Task objective:
Restating the records exactly is the whole task.

═════ Data under study

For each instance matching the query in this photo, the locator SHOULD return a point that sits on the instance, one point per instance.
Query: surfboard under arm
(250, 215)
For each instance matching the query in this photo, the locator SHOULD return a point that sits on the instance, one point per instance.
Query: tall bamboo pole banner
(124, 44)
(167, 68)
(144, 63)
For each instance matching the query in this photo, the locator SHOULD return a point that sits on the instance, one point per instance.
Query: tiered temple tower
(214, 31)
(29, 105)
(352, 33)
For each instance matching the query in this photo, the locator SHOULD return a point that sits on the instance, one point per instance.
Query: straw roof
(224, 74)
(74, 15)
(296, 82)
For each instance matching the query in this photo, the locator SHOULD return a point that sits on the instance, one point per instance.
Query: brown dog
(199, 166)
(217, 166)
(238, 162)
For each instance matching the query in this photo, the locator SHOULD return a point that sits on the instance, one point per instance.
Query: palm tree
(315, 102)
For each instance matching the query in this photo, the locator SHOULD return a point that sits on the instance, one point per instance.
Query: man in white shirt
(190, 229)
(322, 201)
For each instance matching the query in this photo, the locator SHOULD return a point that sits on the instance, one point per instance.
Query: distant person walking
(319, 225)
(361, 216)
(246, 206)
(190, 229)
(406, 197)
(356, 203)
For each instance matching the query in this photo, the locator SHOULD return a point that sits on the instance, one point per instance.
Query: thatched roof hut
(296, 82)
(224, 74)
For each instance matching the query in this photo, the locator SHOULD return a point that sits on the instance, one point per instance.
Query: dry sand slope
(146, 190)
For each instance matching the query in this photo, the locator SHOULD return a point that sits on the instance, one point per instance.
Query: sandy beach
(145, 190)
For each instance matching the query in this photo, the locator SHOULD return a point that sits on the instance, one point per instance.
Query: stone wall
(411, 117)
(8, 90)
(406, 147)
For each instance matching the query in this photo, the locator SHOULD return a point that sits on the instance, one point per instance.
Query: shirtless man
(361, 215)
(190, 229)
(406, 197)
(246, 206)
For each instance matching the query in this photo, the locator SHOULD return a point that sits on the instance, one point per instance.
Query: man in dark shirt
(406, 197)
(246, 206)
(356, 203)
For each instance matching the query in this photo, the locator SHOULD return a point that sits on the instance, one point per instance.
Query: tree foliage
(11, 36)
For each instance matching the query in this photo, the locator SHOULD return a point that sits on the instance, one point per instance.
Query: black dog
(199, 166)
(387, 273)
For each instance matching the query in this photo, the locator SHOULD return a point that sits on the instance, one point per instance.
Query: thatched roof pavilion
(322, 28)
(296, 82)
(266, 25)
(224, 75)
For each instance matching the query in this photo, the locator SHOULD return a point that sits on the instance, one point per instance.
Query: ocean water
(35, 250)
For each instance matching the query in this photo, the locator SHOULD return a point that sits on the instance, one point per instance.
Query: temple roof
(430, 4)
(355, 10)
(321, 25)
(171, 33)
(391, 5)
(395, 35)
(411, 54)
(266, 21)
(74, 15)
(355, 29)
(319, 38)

══════════

Response:
For each instance matching the query in this photo, the locator SHOULD return a point that sits on the instance, one point per instance.
Query: surfboard under arm
(250, 215)
For each instance matching the query in this photo, the locator SHOULD return a point that sits on the instance, one point per instance.
Query: tall bamboo pole banner
(124, 44)
(167, 68)
(144, 63)
For each instance matching the query in this photo, the locator SHOULD return a point that sits on the instance, one point per instance.
Query: tiered temple tower
(214, 31)
(29, 105)
(352, 33)
For each instance matching the query in this photo, the locator SHOULD return a point that sits on the instance, one point per instance.
Query: straw roof
(224, 74)
(74, 15)
(296, 82)
For each instance matching the query in this photo, the locator SHOULD return a point that sits on the instance, one point per instance.
Query: brown dog
(199, 166)
(217, 166)
(238, 162)
For each instance matching the query in this photo, the locator SHOULD return a point that sits on the instance, one point per instance.
Query: palm tree
(315, 102)
For each instance matching the query in this photo, the locator SHOULD return a point that sits on the instance, one point per instance.
Query: man in white shirt
(190, 229)
(322, 201)
For each instance matching the query in this photo, the locator SHOULD return a point that sits on the instance, one point per instance.
Query: distant person walking
(319, 225)
(361, 216)
(246, 206)
(190, 229)
(406, 197)
(356, 203)
For each instance matching the query in this photo, the locator SHOULD return a point that sits on the instance, one point per instance.
Query: thatched roof hut
(296, 82)
(224, 74)
For each instance matching the query in this photo, the locator SHOULD return a point that sits on the instance, one point per instance.
Query: dry sand slope
(146, 190)
For each instance matching the query in this photo, the locator SHOULD return a point that sits on the instance, one point per instance.
Query: sandy beach
(145, 190)
For each instance matching the query in this photo, the locator SHOULD return a point that sits on the instance, one point per instance.
Query: stone wall
(411, 117)
(8, 90)
(406, 147)
For each instance matching the query in this photo, the locator SHOULD return a point that sits on the instance, one point per instance.
Query: shirtless man
(361, 215)
(190, 229)
(406, 197)
(246, 206)
For each instance matching the query in this photo, the locator SHOULD return a point that sits on the instance, one point per instance.
Query: man in dark shirt
(406, 197)
(246, 206)
(356, 203)
For each instance matching the query in this photo, the locator SHOULD return a point that sits on the instance, one point per instance.
Query: tree foliage
(11, 36)
For each instance matching the query in this photo, the locator SHOULD return a point that sits on the instance, one point per instance.
Query: black dog
(199, 166)
(387, 273)
For each instance matching the query in this photo, the locator SHOULD return a point that sits on the instance, one point per instance.
Query: thatched roof pavilion
(322, 28)
(296, 82)
(266, 25)
(224, 75)
For each instance matching the query in this photo, the locator SHOULD return a point that sits on the instance, one point per instance.
Query: ocean water
(35, 250)
For each instance matching the query in this photo, the locator SHOULD return a point that sits on the instance, one point per instance.
Query: temple roof
(430, 4)
(355, 10)
(321, 25)
(171, 33)
(391, 5)
(395, 35)
(411, 54)
(266, 21)
(74, 15)
(355, 29)
(319, 38)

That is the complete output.